Description of the task: Can you update the material below by swapping "trail-camera monitoring pipeline" for "camera-trap survey workflow" wherever it occurs, leaving every other line unchanged?

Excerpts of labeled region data
============================================================

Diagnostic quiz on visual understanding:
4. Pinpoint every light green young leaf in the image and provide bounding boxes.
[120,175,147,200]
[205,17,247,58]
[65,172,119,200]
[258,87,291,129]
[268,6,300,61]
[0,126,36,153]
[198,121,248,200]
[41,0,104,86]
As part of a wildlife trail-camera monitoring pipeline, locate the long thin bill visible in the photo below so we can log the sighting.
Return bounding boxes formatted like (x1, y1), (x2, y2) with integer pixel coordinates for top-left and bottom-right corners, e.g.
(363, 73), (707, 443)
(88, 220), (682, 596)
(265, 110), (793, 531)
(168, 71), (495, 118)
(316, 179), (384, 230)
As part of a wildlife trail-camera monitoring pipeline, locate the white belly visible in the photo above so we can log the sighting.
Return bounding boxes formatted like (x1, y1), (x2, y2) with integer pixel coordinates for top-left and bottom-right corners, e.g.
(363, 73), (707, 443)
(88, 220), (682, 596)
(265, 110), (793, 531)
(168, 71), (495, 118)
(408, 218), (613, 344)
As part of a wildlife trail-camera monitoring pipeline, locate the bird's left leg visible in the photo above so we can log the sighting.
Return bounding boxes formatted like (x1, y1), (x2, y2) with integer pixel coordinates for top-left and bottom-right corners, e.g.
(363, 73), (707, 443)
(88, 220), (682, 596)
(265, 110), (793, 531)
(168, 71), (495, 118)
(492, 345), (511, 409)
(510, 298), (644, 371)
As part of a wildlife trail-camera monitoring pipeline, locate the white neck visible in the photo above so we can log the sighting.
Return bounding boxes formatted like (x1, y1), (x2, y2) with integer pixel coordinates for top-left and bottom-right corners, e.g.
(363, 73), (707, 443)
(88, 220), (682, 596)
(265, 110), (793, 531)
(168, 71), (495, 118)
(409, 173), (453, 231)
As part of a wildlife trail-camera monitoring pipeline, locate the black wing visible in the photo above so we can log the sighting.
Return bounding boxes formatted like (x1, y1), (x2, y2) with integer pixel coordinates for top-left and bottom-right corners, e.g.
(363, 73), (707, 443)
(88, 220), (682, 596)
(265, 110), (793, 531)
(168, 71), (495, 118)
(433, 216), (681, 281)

============================================================

Exercise solution:
Diagnostic quiz on visual understanding:
4. Pinpoint every light green young leaf in the image and provide bounding boxes.
[120,175,147,200]
[205,17,247,58]
[65,172,119,200]
[258,87,291,129]
[268,6,300,61]
[0,126,36,153]
[198,121,248,200]
[41,0,104,86]
As part of a wildlife camera-trap survey workflow, locate the long thin bill visible in the photo below so we can log the sighting.
Return bounding boxes formatted like (x1, y1), (x2, y2) with integer pixel coordinates for top-left and bottom-right corners, e.g.
(363, 73), (707, 443)
(88, 220), (682, 596)
(265, 110), (793, 531)
(168, 71), (495, 118)
(316, 179), (384, 230)
As part of a wildlife camera-trap survey workflow, locate the white belly visible in the photo above so we can log the sighting.
Return bounding boxes formatted like (x1, y1), (x2, y2) with integer pixel coordinates for top-left and bottom-right corners, e.g.
(363, 73), (707, 443)
(88, 220), (682, 596)
(265, 110), (793, 531)
(168, 71), (495, 118)
(408, 218), (613, 344)
As part of a wildlife camera-trap survey workflow, locate the bird's left leg visible in the photo above so we can log the sighting.
Return bounding boxes formatted like (x1, y1), (x2, y2) with integer pixel coordinates for top-left and bottom-right corners, e.g.
(363, 73), (707, 443)
(88, 220), (682, 596)
(265, 110), (793, 531)
(168, 71), (495, 118)
(492, 345), (511, 409)
(510, 298), (644, 371)
As part of a wildlife camera-trap survey workflow, locate the white neck visible in the photo above so we can log the sighting.
Return bounding boxes formatted like (x1, y1), (x2, y2) with integer pixel coordinates for top-left and bottom-right corners, e.g.
(363, 73), (707, 443)
(88, 220), (682, 596)
(265, 110), (793, 531)
(168, 71), (495, 118)
(409, 173), (453, 231)
As part of a wildlife camera-trap survey workflow, locate the black wing visible in the photo above so we can log the sighting.
Return bounding boxes formatted like (x1, y1), (x2, y2) with integer pixel coordinates for top-left and bottom-right corners, e.g.
(363, 73), (707, 443)
(88, 220), (682, 596)
(265, 110), (793, 531)
(168, 71), (495, 118)
(433, 216), (681, 281)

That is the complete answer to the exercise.